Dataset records
[Start]

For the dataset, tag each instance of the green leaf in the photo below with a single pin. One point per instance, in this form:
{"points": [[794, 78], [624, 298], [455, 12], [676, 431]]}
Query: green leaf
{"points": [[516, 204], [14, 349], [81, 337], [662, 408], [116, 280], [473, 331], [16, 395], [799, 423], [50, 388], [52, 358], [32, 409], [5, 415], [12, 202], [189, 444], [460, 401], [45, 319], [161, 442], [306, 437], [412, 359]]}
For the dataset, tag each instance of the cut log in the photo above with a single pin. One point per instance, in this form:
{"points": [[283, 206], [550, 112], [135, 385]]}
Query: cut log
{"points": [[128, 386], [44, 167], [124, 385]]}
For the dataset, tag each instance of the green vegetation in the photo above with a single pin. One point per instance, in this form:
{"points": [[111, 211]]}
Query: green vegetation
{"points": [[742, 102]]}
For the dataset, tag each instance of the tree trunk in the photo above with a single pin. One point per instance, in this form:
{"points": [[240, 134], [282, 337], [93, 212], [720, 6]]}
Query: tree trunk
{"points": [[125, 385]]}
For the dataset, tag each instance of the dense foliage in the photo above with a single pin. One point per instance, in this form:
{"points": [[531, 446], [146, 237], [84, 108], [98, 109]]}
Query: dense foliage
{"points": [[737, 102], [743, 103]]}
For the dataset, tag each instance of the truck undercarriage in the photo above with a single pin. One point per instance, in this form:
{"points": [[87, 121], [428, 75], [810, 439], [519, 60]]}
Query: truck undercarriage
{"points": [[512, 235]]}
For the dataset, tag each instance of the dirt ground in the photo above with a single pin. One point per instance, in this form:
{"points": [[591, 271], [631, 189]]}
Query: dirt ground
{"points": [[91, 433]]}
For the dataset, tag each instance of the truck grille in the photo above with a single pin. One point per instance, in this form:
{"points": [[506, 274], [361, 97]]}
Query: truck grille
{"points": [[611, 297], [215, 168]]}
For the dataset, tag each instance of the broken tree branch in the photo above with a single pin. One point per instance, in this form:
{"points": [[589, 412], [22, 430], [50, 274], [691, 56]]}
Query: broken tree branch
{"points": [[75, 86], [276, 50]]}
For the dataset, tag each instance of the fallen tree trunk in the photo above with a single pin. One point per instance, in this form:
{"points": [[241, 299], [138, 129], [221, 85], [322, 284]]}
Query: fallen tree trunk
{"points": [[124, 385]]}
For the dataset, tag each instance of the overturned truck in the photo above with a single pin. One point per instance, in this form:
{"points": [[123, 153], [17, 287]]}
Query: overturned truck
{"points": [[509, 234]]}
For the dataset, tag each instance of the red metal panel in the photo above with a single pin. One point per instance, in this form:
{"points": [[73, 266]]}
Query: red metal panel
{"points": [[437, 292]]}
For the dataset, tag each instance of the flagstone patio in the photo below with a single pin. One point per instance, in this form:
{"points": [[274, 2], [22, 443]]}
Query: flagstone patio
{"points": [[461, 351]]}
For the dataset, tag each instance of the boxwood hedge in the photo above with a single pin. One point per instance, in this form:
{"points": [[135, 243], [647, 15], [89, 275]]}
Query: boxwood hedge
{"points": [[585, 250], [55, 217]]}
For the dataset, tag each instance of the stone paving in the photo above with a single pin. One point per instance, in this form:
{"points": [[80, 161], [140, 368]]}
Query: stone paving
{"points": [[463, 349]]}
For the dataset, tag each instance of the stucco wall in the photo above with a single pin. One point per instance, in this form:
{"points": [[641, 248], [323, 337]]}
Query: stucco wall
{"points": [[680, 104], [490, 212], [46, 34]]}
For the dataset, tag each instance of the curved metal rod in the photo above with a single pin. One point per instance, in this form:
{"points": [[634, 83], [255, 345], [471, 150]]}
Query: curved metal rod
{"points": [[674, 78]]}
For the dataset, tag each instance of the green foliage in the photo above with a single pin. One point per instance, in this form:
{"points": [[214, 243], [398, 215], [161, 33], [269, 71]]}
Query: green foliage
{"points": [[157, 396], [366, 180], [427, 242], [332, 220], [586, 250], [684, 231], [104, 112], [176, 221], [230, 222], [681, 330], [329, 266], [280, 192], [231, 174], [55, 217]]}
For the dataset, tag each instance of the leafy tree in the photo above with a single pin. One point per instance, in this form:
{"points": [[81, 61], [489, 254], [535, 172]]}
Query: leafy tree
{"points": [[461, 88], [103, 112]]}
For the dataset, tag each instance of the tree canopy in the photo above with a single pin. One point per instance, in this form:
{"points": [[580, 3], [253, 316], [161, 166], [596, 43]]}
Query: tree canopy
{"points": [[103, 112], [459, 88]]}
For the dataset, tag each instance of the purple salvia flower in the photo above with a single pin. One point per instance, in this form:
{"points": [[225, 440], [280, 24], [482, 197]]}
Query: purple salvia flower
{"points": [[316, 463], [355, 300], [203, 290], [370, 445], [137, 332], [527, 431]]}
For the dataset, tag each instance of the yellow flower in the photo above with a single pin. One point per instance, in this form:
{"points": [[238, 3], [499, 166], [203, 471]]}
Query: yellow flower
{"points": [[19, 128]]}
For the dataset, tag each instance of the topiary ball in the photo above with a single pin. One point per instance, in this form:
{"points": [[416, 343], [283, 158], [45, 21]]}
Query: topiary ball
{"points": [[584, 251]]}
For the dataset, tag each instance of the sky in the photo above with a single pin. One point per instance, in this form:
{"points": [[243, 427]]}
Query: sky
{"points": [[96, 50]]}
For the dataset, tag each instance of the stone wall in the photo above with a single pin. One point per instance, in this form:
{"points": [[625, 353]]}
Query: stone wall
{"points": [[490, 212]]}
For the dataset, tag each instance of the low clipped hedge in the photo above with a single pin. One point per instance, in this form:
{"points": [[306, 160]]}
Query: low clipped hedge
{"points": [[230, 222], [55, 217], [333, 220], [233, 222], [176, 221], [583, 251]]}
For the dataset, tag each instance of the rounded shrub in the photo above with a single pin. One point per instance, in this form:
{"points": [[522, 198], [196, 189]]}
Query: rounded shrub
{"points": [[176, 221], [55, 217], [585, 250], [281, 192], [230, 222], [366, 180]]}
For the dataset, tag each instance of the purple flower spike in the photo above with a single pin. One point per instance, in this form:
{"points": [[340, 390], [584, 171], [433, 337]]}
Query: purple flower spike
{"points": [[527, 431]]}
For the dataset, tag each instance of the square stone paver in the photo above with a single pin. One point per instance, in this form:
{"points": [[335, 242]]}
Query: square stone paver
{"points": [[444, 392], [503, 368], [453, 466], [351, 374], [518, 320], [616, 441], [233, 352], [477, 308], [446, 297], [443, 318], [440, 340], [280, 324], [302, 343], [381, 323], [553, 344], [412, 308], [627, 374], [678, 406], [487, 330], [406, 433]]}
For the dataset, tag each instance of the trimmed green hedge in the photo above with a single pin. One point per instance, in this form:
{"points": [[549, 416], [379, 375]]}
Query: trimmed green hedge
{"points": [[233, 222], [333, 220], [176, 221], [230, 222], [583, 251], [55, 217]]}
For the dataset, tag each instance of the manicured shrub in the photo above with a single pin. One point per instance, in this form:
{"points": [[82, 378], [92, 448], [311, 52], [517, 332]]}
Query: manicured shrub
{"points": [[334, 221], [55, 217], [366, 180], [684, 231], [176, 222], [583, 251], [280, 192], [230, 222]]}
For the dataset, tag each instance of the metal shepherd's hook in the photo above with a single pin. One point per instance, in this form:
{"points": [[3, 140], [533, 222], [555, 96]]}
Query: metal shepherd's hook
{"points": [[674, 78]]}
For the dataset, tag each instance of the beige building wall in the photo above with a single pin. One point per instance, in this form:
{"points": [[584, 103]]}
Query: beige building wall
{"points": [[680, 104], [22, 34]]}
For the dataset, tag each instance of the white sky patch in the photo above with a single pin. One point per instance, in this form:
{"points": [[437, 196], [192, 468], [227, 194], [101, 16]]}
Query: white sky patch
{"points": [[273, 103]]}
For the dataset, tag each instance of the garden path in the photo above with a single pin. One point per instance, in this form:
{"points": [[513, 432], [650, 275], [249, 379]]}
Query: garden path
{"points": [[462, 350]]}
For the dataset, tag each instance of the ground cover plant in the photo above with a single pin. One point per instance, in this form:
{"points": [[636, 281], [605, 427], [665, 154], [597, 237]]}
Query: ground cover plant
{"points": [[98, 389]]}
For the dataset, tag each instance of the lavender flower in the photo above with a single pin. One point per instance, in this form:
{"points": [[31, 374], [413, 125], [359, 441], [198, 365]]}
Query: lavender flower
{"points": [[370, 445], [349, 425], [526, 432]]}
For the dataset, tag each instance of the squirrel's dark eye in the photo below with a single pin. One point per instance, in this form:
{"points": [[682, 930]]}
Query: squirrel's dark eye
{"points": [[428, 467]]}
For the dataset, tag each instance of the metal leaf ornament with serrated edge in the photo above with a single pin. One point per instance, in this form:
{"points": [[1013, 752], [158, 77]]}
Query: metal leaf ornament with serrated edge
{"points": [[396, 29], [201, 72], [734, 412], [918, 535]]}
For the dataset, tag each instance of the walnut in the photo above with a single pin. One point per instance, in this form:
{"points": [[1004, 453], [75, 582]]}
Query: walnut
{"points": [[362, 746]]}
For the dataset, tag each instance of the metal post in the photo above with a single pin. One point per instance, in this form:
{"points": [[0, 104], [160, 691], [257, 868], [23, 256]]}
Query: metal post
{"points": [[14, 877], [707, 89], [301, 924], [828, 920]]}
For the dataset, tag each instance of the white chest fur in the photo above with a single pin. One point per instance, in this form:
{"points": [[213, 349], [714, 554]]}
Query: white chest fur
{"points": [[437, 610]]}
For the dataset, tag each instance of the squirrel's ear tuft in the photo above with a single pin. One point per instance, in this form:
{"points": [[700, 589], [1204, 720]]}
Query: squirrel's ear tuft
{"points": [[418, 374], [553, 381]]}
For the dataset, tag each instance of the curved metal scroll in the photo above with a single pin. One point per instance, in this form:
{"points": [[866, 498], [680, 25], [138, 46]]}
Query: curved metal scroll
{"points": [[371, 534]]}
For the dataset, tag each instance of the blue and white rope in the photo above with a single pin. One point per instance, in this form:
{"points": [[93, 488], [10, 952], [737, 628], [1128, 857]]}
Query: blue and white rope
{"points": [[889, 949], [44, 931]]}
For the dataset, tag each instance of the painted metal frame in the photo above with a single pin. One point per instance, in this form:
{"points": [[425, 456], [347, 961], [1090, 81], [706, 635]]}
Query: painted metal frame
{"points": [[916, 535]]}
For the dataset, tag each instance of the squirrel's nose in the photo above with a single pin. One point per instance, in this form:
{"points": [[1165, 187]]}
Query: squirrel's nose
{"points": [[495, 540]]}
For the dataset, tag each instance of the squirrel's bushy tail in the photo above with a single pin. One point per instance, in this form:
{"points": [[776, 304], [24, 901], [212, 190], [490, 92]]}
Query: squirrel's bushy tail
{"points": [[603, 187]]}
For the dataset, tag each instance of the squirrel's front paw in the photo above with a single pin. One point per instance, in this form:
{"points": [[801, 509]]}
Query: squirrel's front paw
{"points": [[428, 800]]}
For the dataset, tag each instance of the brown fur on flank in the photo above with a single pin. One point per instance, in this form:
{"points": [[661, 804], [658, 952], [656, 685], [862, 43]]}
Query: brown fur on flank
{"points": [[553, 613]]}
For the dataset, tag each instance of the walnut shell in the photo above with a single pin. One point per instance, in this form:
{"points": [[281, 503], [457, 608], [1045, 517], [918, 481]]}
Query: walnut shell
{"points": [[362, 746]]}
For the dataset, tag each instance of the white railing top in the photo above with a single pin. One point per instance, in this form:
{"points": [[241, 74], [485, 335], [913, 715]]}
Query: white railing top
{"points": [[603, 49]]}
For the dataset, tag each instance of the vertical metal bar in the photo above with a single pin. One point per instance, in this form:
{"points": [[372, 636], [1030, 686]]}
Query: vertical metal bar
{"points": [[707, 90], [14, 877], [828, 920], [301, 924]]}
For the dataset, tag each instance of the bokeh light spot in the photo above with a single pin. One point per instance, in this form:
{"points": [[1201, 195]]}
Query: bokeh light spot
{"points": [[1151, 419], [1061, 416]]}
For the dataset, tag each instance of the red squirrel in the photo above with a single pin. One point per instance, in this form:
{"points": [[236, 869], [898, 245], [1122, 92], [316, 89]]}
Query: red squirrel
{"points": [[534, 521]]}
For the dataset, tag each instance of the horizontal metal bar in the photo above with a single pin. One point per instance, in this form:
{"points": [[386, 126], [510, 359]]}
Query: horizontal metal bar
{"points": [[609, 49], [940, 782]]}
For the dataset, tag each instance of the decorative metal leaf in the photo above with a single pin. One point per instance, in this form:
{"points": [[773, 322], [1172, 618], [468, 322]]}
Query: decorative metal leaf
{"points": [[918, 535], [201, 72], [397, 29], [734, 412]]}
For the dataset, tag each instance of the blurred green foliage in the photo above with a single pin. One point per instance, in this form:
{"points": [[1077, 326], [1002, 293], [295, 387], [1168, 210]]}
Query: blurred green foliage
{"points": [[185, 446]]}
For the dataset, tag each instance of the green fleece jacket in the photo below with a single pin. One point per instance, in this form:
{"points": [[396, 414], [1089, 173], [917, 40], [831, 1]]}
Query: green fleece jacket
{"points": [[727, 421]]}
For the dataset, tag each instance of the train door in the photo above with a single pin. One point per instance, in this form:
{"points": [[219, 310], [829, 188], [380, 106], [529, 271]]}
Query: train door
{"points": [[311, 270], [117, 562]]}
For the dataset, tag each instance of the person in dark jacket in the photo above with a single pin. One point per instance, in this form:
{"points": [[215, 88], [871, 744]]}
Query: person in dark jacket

[End]

■ What the exercise asks ■
Reproduce only the lines running from the one with "For the dataset, tag each instance of the blurred" through the final line of the listing above, both ends included.

■ Expected answer ■
For the dataset, tag each instance of the blurred green foliage in the photo above with a single pin. One point per instance, in this form:
{"points": [[1077, 326], [1002, 293], [295, 387], [1168, 210]]}
Query: blurred green foliage
{"points": [[185, 446]]}
For the dataset, tag each instance of the green fleece jacket in the photo below with a single pin. One point per instance, in this form:
{"points": [[396, 414], [1089, 173], [917, 40], [831, 1]]}
Query: green fleece jacket
{"points": [[727, 421]]}
For the dataset, tag each instance of the train door in the photo above with a single pin. One point per instance, in this form:
{"points": [[219, 310], [829, 188], [380, 106], [529, 271]]}
Query: train door
{"points": [[311, 270], [117, 562]]}
For the dataset, tag each instance of the person in dark jacket in the photo above with a single pin. One point per instance, in this form:
{"points": [[215, 88], [871, 744]]}
Query: person in dark jacket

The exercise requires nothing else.